<<<<

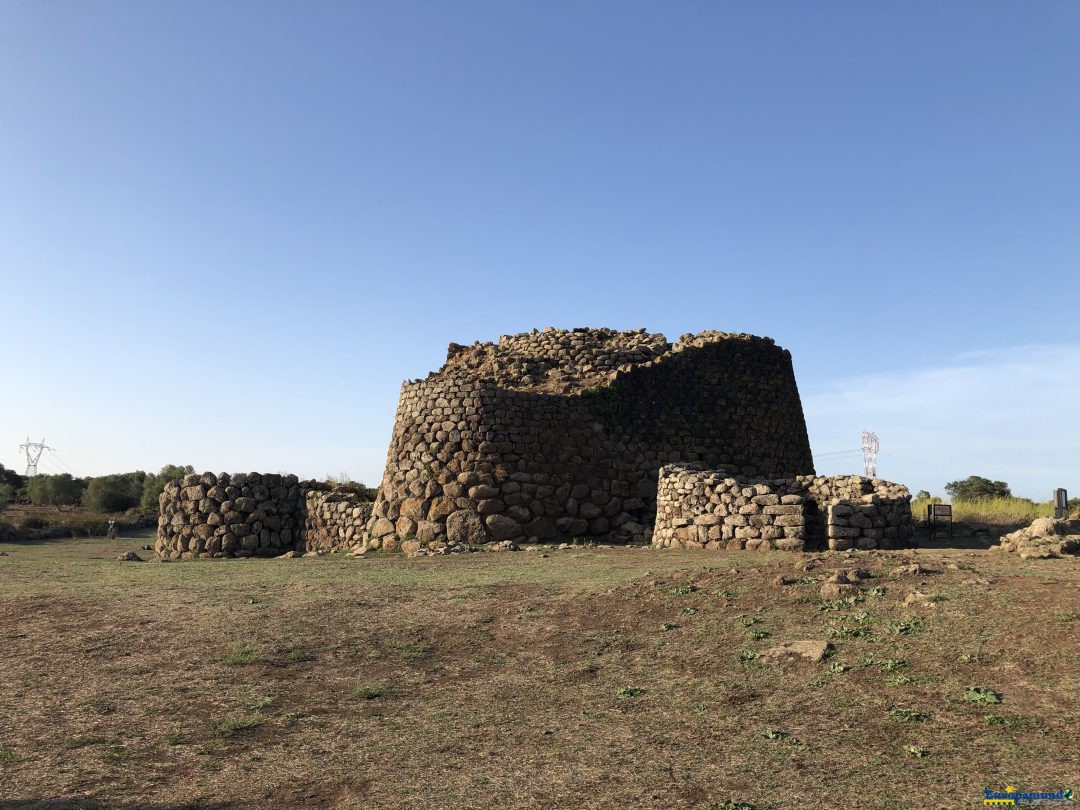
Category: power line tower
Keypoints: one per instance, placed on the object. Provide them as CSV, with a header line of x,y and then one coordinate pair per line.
x,y
34,450
869,445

>>>>

▸ **Work to do**: Render each line of the material above as a row in a Markdown table with the columns Row and Line, skipping blank lines and leaving out the pictures.

▸ **Worked solution**:
| Row | Line |
|---|---|
| 1 | Category: power line tower |
| 2 | Keypoints: one per instance, placed on the object. Provide them as CSV, with a header line of x,y and then one coordinate pair per line. |
| 3 | x,y |
| 4 | 34,450 |
| 5 | 869,445 |